Here is reality: Women's-health clinics have been under assault for years. The legislature already barred Planned Parenthood - the conservative's abortion boogeyman - from the state's Women's Health Program because it funds abortion clinics. Abortions make up just 3 percent of the services the organization performs (a number that was lyingly transformed in a speech by United States Senator Jon Kyl into 97 percent; an aide to Kyl later famously proclaimed that the falsehood "was not intended as a factual statement.") Planned Parenthood estimates that 130,000 women in Texas go without preventive health care, like breast-cancer screenings, due to the cuts to women's-health-care funding.

Such services are now available at other clinics that are not affiliated with Planned Parenthood, but not for long under the dictates of Laubenberg and her murderous allies. Since few of the clinics in Texas meet the strict and almost unprecedented standards in the legislation - nor do they have the money to meet the demands - many will have to close, even though abortions have proven to be among the safest procedures conducted in the state.

I just took a break. Theresa is still in surgery, and Dr. Aditi Anand, her pathologist, stopped by the waiting room to discuss her case with me. After our talk, I mentioned what I was writing and why. Dr. Anand's eyes flashed. Not only did I strike a nerve, but she told me of a problem I didn't know about that is caused by the onslaught against health clinics that provide abortions: even when doctors are willing to provide the services for free, the actions of the Texas legislature are all but guaranteeing that poor women at risk of cancer will not be able to find them.

Dr. Anand told me she is part of a Texas group known as the Bridge Breast Network, a coalition of physicians, mammographers, pathologists, and surgeons who have all volunteered to provide care for women who suffer from breast cancer. In other words, the treatment is available for these women - not because the state government makes the effort to help, but because the doctors are willing to donate their services. But the linchpins of this whole system, Dr. Anand said, are the clinics that provide referrals - the very clinics Texas is shutting down.

### Information given

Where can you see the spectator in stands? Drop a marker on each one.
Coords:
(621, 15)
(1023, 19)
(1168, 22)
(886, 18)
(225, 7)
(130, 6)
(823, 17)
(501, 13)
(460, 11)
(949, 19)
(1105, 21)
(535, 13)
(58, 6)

### Exercise 1
Answer these questions using the passage on Texas women's-health clinics.
(a) What percentage of Planned Parenthood's services do abortions make up?
(b) How many women in Texas does Planned Parenthood estimate go without preventive health care because of the funding cuts?
(c) Who makes up the Bridge Breast Network?
### Exercise 2
Write the next part of the passage on Texas women's-health clinics, continuing from its final sentence.

### Written reply 1
(a) Abortions make up 3 percent of the services Planned Parenthood performs.
(b) Planned Parenthood estimates that 130,000 women in Texas go without preventive health care.
(c) The Bridge Breast Network is a coalition of physicians, mammographers, pathologists, and surgeons who have volunteered to provide care for women who suffer from breast cancer.

### Written reply 2
"These women go to Planned Parenthood and other clinics where women who have no insurance go, and they get referred to the Bridge," she said. When these clinics get closed down, there is no way for these women to go anywhere. "This is just a strata of society that isn't savvy, that nobody thinks about, nobody fights for, nobody cares about."

When the clinics close, "the clients cannot reach you," Dr. Anand said. "They are going to have advanced disease."

Dr. Anand left and another hour has passed. It is now late in the afternoon, and Theresa's surgeon just came out to the waiting room to speak with me. The operation went well, she told me. The bleeding was controlled, although the tumor was large enough that Theresa will likely require chemo starting in the next few weeks. Still, while there will be a need for a second surgery, there was no sign that the cancer had spread. We had caught it early enough, thanks to our own knowledge and our access to top-flight medical care.

The surgeon told me that I would be able to see Theresa in the recovery room in about 45 minutes. She left, and I closed my eyes. Then, to my everlasting shame, I thanked God that we aren't poor. I don't want my wife to die of breast cancer, the way so many other Texas women soon will.